▸ **RINGKASAN TUGAS 1**
Dari kutipan tentang ikut pemilu di negara non muslim, tuliskan semua contoh mashlahat kuat yang menurut kutipan itu bisa dihasilkan dari keikutsertaan seorang muslim.
▸ **RINGKASAN TUGAS 2**
Dalam kutipan tentang ikut pemilu di negara non muslim, atas dasar apa hukum keikutsertaan seorang muslim bersama non muslim dalam pemilu diputuskan?

▸ **KUTIPAN**
○ ○ ○ ○ ○
Oleh karena itu, jika kaum muslimin yang berada di bawah kekuasaan kaum kafirin berusaha dan bekerja untuk menjadikan negaranya bersistem demokrasi, sehingga penduduk dan masyarakatnya bisa mendapatkan hak agama dan dunianya, tentunya ini lebih baik dari pada mereka tunduk kepada Negara yang merampas hak agama dan dunia mereka, berusaha menindas mereka, dan menjadikan mereka sebagai pekerja dan budaknya.

Memang benar, bila dimungkinkan Negara itu menjadi Negara kaum muslimin dan mereka menjadi penguasanya, tentunya itu yang diharuskan. Tapi karena tingkatan itu tidak dimungkinkan, maka tingkatan yang di dalamnya agama dan dunia mereka menjadi kuat dan terlindungi, tentunya harus dikedepankan. Wallohu a'lam." (Tafsir As-sa'di, Syaikh As-Sa'di, hal 388, tafsir Surat Hud ayat 91)

3. Fatwa Majma' Fikih Islami

"Seteleh mendengarkan baths-bahts yang diajukan, beserta perdebatan dan diskusi yang mengiringinya, maka majelis (Majma' Fikih Islam) menetepkan keputusan sebagai berikut:

1. Keikutsertaan seorang muslim dengan non muslim dalam pemilu di Negara-negara non muslim; termasuk siyasah syar'iyah, yang hukumnya diputuskan berdasarkan timbangan mashlahat dan mafsadat, dan fatwa tentang hal itu bisa berbeda karena perbedaan waktu, tempat, dan keadaan. 

Seorang muslim yang dapat menikmati hak kewarganegaraan di Negara non muslim boleh mengikuti pemilihan parlemen atau yang semisalnya. Karena besarnya kemungkinan adanya mashlahat kuat yang akan dihasilkan dari keikutsertaannya itu, seperti menampakkan gambaran yang benar tentang islam, pembelaan terhadap masalah-masalah kaum muslimin di negaranya, mengadakan lapangan kerja bagi kaum minoritas baik dari sisi agama maupun dunia, menguatkan usaha mereka di posisi-posisi yang berpengaruh, dan bekerja sama dengan orang-orang yang moderat dan obyektif untuk mewujudkan kerja sama yang tegak di atas kebenaran dan keadilan. Dan hal itu ditetapkan berdasarkan batasan-batasan berikut ini:

Pertama: Seorang muslim yang mengikuti pemilihan tersebut meniatkan keikutsertaannya itu untuk memberikan sumbangsih dalam mewujudkan mashlahat-mashlahat bagi kaum muslimin dan menolak mafsadat dan bahaya-bahaya mereka.
○ ○ ○ ○ ○
▸ **INFORMASI YANG DIBERIKAN**
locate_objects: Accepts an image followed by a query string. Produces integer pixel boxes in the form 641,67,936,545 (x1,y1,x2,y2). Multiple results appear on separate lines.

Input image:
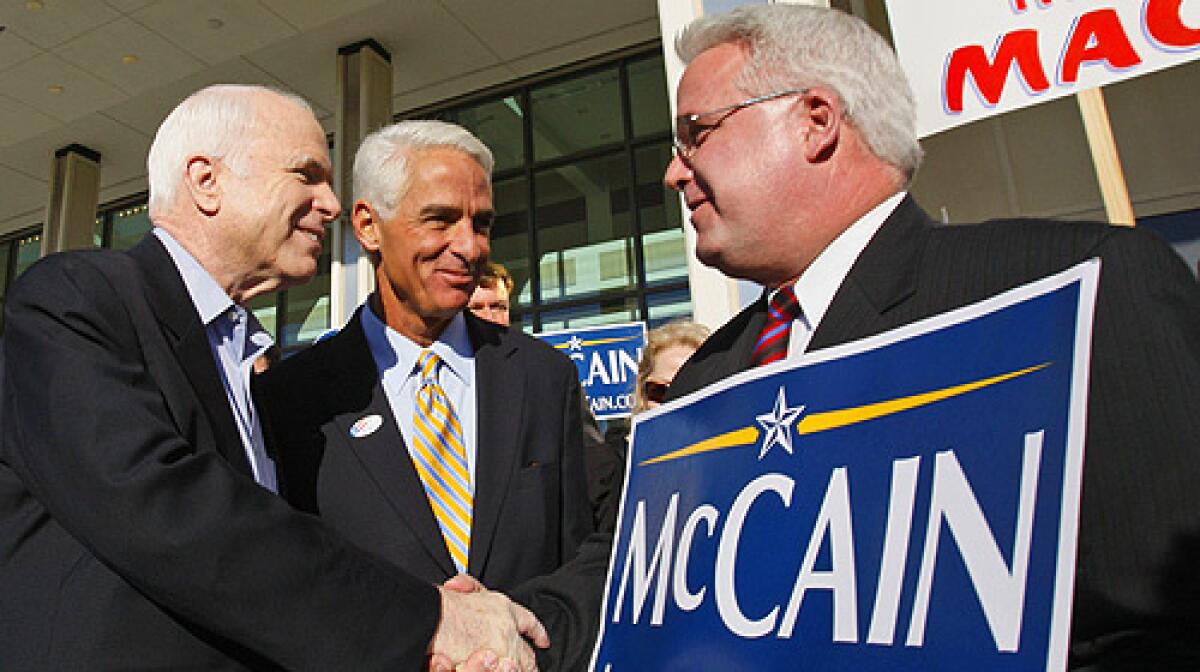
○ ○ ○ ○ ○
▸ **JAWABAN AKHIR 1**
- Menampakkan gambaran yang benar tentang islam
- Pembelaan terhadap masalah-masalah kaum muslimin di negaranya
- Mengadakan lapangan kerja bagi kaum minoritas baik dari sisi agama maupun dunia
- Menguatkan usaha mereka di posisi-posisi yang berpengaruh
- Bekerja sama dengan orang-orang yang moderat dan obyektif untuk mewujudkan kerja sama yang tegak di atas kebenaran dan keadilan

▸ **JAWABAN AKHIR 2**
Hukumnya diputuskan berdasarkan timbangan mashlahat dan mafsadat.